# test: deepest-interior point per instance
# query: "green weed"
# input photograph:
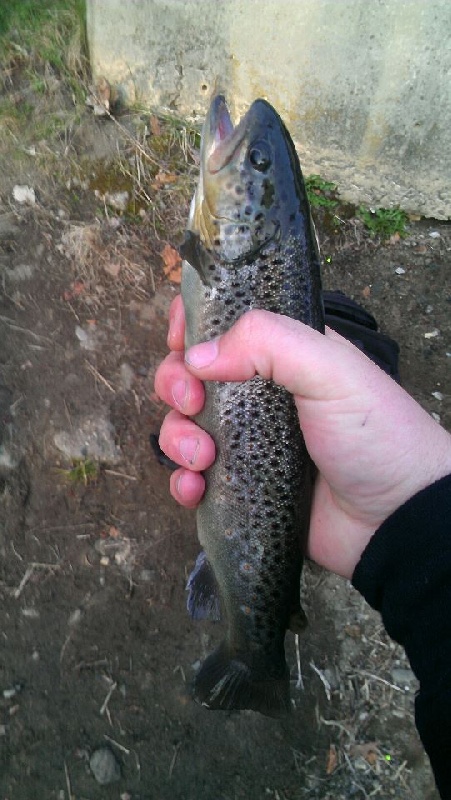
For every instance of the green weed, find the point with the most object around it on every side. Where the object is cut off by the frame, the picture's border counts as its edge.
(384, 222)
(83, 471)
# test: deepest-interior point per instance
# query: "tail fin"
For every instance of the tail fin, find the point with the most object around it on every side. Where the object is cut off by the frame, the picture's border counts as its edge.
(227, 683)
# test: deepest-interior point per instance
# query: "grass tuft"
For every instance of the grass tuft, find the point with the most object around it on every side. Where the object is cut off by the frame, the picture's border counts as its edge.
(384, 222)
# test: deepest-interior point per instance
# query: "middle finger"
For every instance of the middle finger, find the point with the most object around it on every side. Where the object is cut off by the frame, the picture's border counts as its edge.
(177, 387)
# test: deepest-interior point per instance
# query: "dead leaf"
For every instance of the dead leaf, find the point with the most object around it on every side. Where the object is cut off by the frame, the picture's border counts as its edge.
(172, 264)
(163, 179)
(155, 126)
(332, 760)
(113, 268)
(76, 289)
(367, 750)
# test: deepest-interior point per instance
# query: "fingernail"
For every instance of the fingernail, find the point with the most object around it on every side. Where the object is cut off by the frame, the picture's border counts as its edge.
(202, 355)
(180, 394)
(178, 484)
(189, 448)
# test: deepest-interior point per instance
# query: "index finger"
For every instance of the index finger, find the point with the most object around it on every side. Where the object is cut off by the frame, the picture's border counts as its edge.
(176, 334)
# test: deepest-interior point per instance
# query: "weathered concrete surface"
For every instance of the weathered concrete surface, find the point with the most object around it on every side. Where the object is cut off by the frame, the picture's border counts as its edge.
(365, 88)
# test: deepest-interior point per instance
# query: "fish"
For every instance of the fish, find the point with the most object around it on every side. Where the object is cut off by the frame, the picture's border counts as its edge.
(250, 244)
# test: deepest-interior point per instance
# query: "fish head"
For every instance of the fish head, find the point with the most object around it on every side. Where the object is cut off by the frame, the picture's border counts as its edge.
(250, 191)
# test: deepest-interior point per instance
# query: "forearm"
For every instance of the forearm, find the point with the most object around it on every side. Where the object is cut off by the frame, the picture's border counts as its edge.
(405, 573)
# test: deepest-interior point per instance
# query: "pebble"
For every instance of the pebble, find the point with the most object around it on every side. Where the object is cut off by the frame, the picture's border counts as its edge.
(403, 677)
(86, 337)
(127, 376)
(24, 194)
(104, 766)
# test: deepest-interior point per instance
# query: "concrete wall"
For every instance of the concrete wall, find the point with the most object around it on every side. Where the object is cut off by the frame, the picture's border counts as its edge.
(363, 85)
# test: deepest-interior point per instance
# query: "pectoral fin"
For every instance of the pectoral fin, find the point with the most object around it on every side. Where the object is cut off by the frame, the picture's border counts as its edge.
(203, 597)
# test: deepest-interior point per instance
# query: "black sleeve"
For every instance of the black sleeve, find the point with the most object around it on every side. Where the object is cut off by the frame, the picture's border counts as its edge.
(405, 574)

****

- **Aim**
In your copy of the records, include no pictures; repeat everything else exactly.

- **The reply**
# test: deepest-interior point per instance
# query: "green weed"
# input photograph:
For every instance of the green weed, find the point with the most object around it on every side. Where the object is cut off by the frame, the picture's border counts as its edge.
(384, 222)
(83, 471)
# test: deepest-interior point per instance
# query: "tail fin"
For every instance of the tail fin, find the point with the most object around it on every side. Where the object is cut off by the frame, the picture's border counts as its edge.
(227, 683)
# test: deepest-interior point per instance
# query: "grass tuft"
For every instance of the grass tuft, find the point with the most object around it on every side. Where the object is cut off by the frame, the picture's border counts as its edge.
(384, 222)
# test: deepest-interior point per instance
# query: "middle finger"
For every instance of the middle finger, find the point with the most object around it on every side. Where the object is cut off by the frame, the picture's border counts as its edge.
(177, 387)
# test: deepest-interior point per instance
# query: "dead leaf"
For every instance of the dead leaf, find the point with the most object around it on every side. Where the object is cut off by the frame, the picture's border counts as its edge.
(172, 264)
(163, 179)
(155, 126)
(332, 760)
(113, 268)
(76, 289)
(367, 750)
# test: deepest-interior point per instance
# query: "fingernail"
For every instance of the fingernail, find the point with the most object around it on every side. Where the object is cut off by the frame, the picture's border counts as its edge.
(202, 355)
(180, 394)
(178, 484)
(189, 448)
# test: deepest-interior point per instance
# query: "index finger"
For every instance of the index finger, find the point with the most object around it on every side. Where the object is cut off by the frame, the picture's border counts as its edge.
(176, 334)
# test: deepest-interior point per instance
# query: "weathered concrete surface"
For every instance of the weathered concrete surface, find the point with the most object around it on every side. Where the object is cut off by the frame, the picture's border counts as its edge.
(365, 88)
# test: deepest-interior point per instance
# query: "fish"
For every instance of the fish, find the point with the most object around it on every side. Where the object is cut off by the frame, the picture's border counts as its edge.
(250, 244)
# test: deepest-interior point per instance
# query: "fish head"
For every instance of the fish head, find the point with the most object around it on every side. Where the object is cut off by the frame, the picture's border counts as its edge.
(250, 191)
# test: deepest-interior point per instance
# query: "forearm"
For every instance of the forearm, find the point with the most object around it on every side. Where the object is cut off by the frame, the picture's border counts as its edge.
(405, 573)
# test: deepest-interior point per instance
# query: "pebble"
For every instance of the pebble, find the point with the most object around it on every side. Where the object is cut off by the frame, the picture's border counts as its edge.
(403, 677)
(86, 337)
(127, 376)
(24, 194)
(104, 766)
# test: deepest-interior point per instance
# query: "concrete wall"
For every instance of the concrete wall, find the point with the most object around it on every side. Where the object is cut off by the frame, the picture's border counts as its edge.
(363, 85)
# test: deepest-interior point per instance
# query: "pectoral fin"
For every instance of the pectoral fin, find the point with the most object around it on every side. Where the object is cut off by the frame, the picture's border counts as its edge.
(203, 597)
# test: deepest-interior point per instance
# query: "black sleeve"
For every instance of the black sleeve, find the point with the most object around it on every side. Where the object is cut off by the frame, the picture's border counts as its edge.
(405, 574)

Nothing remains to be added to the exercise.